→ TASK INSTRUCTIONS
Reproduce word for word the portion of the review of Kinder Than Solitude that runs from "The novel Kinder" to "the United States.".

→ EXCERPTED TEXT

▽

Kinder Than Solitude: A Novel

  • By Yiyun Li
  • Random House
  • 336 pp.

In a tale set in post-Tiananmen Square China, characters struggle with emptiness and solitude.

Kinder Than Solitude: A Novel

The novel Kinder Than Solitude by Yiyun Li begins with the ultimate solitude, death. Shaoai, who has lived in a semi-vegetative state since falling ill twenty-one years ago, finally expires. Her childhood friend Boyang, a successful Beijing developer, has long contributed money to Shaoai’s upkeep, keeping the relationship secret from his parents and his ex-wife. His marriage collapsed, he is a “diamond bachelor,” a rich, single businessman in a society obsessed with wealth and status, engaged in a sugar-daddy relationship with a much younger woman. A conversation with Boyang’s self-absorbed and ruthlessly elitist mother reveals that Shaoai had been poisoned by either Ruyu or Moran, Boyang’s friends from childhood, both now emigrated to the United States.

Through scenes from the characters’ everyday lives and flashbacks to their teenage years when they all lived in the same Beijing compound, the reader becomes intimately acquainted with the emptiness of their inner lives. It all starts when Ruyu, an orphan raised by two Catholic spinster sisters, comes to live in Shaoai’s home and attend the high school where Boyang and Moran, his guileless, open-hearted best friend, are students. It is only months after the 1989 massacre in Tiananmen Square. Shaoai, a university student, had been involved in the demonstrations.

Though Yiyun Li lived in Beijing during that period, she seems to have bent some of the details about life in China as it emerged from its Mao-induced isolation, apparently to make the story more accessible to her western audience. (She writes in English and her books have not been translated into Mandarin.) In a country intent on keeping its citizens obedient to the Communist Party, it is unlikely that an orphan would be left to be raised by Catholics who were not family members. In order to prevent mass migration to the cities, there were (and still are) strict residency requirements for Beijing, and even with Ruyu’s prodigious talent on the accordion, it would have been extremely difficult for her to leave her small town and enroll in a Beijing high school without some sort of political connections.

In fact, the children live in a world that seems just as American as it is Chinese. A Mickey Mouse clock sits on the bedside table while commercials for Nescafe blare from the television; bedrooms are equipped with fans that stay on all night; the friends listen to Michael Jackson and read western literature; Ruyu buys Tang from a department store. Even the tense atmosphere following the brutally quashed protest movement seems like a decorative frill, a half-baked detail that is useful to the plot.

△

→ DATASET CONTENT
▽

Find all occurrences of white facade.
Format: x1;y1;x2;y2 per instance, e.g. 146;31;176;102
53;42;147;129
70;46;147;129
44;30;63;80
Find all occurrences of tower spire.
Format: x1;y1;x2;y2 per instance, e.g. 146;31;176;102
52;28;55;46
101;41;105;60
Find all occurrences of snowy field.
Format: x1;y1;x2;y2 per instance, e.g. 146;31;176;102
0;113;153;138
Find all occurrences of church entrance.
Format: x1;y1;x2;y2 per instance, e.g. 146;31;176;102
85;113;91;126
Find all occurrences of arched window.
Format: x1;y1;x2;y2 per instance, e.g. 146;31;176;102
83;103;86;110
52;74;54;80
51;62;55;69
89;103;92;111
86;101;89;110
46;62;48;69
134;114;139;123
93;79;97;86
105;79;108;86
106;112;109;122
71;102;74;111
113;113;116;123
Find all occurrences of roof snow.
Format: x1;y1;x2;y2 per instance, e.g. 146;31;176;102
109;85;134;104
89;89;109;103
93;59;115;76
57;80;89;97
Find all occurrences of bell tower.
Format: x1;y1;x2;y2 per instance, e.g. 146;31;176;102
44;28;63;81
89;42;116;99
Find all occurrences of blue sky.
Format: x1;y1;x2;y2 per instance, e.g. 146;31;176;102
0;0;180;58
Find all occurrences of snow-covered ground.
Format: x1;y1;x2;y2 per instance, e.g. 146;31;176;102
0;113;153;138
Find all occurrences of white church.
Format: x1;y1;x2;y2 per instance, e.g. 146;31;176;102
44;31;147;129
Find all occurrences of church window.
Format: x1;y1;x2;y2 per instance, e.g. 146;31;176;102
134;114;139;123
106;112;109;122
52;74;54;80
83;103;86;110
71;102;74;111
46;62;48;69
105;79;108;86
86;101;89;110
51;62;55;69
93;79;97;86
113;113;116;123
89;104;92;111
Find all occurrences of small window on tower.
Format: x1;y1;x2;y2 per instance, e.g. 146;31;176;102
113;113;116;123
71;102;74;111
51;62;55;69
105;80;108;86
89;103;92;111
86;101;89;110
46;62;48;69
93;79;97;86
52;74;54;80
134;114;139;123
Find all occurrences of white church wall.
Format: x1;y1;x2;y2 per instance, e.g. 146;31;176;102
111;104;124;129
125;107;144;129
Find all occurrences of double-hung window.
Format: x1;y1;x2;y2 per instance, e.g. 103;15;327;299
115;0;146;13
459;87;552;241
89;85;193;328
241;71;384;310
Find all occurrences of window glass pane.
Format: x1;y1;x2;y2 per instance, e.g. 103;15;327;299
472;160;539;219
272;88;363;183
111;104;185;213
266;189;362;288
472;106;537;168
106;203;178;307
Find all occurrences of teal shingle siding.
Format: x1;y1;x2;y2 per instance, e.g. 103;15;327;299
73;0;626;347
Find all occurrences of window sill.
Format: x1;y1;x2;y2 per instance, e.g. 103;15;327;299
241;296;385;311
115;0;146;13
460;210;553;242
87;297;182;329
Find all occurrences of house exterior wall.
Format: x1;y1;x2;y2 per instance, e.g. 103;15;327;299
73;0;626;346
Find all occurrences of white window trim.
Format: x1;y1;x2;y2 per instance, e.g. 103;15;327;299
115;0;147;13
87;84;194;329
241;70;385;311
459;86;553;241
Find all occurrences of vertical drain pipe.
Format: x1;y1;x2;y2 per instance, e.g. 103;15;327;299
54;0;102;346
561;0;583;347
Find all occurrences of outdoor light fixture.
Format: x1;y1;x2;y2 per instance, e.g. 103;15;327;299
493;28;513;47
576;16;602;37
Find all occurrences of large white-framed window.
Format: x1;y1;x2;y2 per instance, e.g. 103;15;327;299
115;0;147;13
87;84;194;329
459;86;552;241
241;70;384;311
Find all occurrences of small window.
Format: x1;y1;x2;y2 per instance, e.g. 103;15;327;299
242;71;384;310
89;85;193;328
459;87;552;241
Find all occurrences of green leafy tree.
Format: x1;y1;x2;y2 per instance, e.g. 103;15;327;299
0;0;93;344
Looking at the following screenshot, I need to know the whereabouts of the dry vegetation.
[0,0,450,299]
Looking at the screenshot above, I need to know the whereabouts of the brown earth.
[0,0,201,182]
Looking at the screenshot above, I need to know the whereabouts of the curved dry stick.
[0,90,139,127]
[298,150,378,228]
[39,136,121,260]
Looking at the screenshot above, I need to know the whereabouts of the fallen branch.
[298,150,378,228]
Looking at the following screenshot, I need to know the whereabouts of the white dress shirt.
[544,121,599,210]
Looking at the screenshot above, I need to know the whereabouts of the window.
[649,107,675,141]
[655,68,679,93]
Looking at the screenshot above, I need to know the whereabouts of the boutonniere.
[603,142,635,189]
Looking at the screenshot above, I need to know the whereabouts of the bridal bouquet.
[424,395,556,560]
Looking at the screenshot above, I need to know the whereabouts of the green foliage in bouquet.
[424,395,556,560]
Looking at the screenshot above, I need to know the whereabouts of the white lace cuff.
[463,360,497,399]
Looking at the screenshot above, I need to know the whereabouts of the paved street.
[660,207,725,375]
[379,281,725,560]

△

→ TASK SOLUTION
The novel Kinder Than Solitude by Yiyun Li begins with the ultimate solitude, death. Shaoai, who has lived in a semi-vegetative state since falling ill twenty-one years ago, finally expires. Her childhood friend Boyang, a successful Beijing developer, has long contributed money to Shaoai’s upkeep, keeping the relationship secret from his parents and his ex-wife. His marriage collapsed, he is a “diamond bachelor,” a rich, single businessman in a society obsessed with wealth and status, engaged in a sugar-daddy relationship with a much younger woman. A conversation with Boyang’s self-absorbed and ruthlessly elitist mother reveals that Shaoai had been poisoned by either Ruyu or Moran, Boyang’s friends from childhood, both now emigrated to the United States.